- China will grow at double the US rate in coming years, Nicholas R. Lardy wrote for Foreign Affairs.
- He argues that many of its gloomy outlooks are based on a misreading of data.
- China's nominal GDP will surpass the US's in a decade as the yuan appreciates, Lardy said.
Doom and gloom outlooks on China are too heavily based on misconceptions, blinding analysts to the country's potential for massive growth down the road, economist Nicholas R. Lardy says.
While many pessimists have by now dismissed China's ability to return to the rapid expansion it enjoyed in pre-pandemic decades, the Peterson Institute senior fellow disagrees:
"China overcame even greater challenges when it started on the path of economic reform in the late 1970s. While its growth has slowed in recent years, China is likely to expand at twice the rate of the United States in the years ahead," Lardy wrote in Foreign Affairs on Tuesday.
He notes that although China's 2023 GDP expansion appears meager to the double-digit growth it achieved in prior years, pessimists are thinking this means that China's falling behind the US economy.
China's nominal GDP grew 4.6% last year, surpassed by a 6.3% rise in the US. But this changes when adjusting for each country's inflation, or — in China's case — disinflation, Lardy said. In that case, China's GDP outpaced the US, with each country expanding 5.2% and 2.5%, respectively.
□ □ □ □
List of tasks -
**a.** In the article on China's economic outlook, what rates of GDP growth does Lardy give for China and the US once inflation is taken into account?
**b.** From the article on China's economic outlook, return the passage that begins at the words "While many pessimists" and stops after "the US economy.".
□ □ □ □
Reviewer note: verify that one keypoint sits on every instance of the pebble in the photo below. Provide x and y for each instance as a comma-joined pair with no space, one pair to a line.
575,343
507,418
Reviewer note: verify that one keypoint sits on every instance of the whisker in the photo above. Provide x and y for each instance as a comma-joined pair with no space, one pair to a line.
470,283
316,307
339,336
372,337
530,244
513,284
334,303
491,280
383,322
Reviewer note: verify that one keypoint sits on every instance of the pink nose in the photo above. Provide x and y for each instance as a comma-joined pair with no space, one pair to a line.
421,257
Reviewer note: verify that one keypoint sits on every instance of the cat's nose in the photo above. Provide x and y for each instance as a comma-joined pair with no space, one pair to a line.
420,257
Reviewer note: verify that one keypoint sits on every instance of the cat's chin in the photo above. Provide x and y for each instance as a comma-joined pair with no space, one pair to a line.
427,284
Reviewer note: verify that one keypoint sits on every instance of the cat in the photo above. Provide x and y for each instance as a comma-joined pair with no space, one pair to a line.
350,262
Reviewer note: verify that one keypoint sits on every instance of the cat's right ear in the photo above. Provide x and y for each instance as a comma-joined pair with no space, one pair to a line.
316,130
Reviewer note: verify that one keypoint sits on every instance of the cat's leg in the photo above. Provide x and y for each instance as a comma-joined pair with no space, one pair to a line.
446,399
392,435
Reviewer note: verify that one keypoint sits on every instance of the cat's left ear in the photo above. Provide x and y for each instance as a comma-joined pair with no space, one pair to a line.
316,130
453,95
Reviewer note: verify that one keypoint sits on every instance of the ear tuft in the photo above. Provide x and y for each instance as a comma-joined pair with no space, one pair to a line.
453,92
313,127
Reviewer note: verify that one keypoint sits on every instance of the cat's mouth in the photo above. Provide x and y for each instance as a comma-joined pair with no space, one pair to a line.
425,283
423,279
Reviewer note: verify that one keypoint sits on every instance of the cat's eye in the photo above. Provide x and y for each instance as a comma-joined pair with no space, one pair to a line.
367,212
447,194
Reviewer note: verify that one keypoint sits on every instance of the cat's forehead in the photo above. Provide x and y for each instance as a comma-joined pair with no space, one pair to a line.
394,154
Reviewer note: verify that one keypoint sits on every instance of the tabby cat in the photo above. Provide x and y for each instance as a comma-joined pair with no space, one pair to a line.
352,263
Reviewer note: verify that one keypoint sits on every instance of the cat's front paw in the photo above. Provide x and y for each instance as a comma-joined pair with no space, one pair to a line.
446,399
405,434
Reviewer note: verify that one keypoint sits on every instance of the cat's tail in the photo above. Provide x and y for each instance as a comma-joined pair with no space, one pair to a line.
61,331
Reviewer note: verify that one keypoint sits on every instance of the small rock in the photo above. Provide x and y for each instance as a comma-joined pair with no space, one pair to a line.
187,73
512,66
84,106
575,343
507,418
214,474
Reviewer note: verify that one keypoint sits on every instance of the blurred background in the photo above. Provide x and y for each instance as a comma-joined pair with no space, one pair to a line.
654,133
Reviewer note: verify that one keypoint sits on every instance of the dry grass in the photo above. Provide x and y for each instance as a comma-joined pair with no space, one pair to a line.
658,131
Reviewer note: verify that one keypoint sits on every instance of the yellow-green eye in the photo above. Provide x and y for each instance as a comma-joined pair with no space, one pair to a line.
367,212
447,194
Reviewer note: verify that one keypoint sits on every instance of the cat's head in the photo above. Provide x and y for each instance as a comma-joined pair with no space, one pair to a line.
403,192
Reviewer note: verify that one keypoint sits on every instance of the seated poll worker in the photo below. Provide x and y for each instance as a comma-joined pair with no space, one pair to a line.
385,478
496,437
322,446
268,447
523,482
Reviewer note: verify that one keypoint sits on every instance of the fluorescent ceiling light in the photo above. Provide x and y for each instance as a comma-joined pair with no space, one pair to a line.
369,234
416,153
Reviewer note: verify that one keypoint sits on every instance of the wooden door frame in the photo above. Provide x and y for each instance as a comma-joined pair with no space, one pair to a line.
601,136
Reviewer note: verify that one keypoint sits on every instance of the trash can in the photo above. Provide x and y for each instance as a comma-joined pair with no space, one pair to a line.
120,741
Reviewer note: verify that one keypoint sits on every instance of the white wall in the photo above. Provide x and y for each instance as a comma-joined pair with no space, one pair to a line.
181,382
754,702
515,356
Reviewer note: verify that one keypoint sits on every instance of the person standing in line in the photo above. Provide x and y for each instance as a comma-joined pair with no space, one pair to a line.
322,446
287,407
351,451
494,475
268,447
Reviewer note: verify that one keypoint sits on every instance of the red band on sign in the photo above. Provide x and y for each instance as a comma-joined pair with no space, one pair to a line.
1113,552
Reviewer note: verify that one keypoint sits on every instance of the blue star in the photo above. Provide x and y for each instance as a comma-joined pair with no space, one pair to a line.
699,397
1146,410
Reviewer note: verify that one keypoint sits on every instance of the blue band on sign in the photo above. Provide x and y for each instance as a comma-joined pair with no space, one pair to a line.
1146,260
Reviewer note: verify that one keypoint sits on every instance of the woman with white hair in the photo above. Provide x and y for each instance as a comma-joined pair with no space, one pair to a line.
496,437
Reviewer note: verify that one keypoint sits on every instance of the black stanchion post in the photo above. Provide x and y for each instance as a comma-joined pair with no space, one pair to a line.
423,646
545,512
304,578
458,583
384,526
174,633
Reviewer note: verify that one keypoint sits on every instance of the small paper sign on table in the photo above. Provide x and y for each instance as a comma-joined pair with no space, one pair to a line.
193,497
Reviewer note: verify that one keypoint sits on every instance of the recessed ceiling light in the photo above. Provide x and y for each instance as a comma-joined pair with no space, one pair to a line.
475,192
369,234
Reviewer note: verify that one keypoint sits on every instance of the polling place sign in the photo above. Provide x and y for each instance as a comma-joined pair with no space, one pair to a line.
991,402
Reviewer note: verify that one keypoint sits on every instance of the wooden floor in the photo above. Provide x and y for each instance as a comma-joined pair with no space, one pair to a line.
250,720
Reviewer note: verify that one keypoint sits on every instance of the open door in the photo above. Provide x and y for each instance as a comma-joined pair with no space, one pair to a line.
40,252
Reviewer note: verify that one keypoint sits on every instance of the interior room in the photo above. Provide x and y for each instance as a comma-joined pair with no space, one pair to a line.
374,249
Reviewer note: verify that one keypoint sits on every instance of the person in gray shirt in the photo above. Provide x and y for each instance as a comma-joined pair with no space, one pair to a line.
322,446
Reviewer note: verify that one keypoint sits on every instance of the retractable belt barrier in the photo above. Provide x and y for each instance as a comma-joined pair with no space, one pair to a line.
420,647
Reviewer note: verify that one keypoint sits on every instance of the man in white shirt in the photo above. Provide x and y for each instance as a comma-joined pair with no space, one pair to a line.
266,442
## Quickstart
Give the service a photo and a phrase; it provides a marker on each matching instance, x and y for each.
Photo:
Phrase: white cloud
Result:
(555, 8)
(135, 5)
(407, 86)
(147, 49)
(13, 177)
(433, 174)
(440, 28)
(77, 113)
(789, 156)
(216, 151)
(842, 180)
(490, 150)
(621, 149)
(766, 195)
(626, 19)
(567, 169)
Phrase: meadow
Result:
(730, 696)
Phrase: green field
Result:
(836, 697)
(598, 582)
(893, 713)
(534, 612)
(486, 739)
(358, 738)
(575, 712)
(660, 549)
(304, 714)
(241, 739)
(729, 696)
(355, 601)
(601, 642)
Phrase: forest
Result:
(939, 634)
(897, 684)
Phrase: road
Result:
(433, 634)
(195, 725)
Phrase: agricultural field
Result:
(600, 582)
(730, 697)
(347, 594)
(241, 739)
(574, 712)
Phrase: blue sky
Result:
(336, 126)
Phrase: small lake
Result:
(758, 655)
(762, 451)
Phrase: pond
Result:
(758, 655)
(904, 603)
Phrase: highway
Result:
□ □ □ □
Response list -
**a.** China grew 5.2% and the US grew 2.5%.

**b.**
While many pessimists have by now dismissed China's ability to return to the rapid expansion it enjoyed in pre-pandemic decades, the Peterson Institute senior fellow disagrees:
"China overcame even greater challenges when it started on the path of economic reform in the late 1970s. While its growth has slowed in recent years, China is likely to expand at twice the rate of the United States in the years ahead," Lardy wrote in Foreign Affairs on Tuesday.
He notes that although China's 2023 GDP expansion appears meager to the double-digit growth it achieved in prior years, pessimists are thinking this means that China's falling behind the US economy.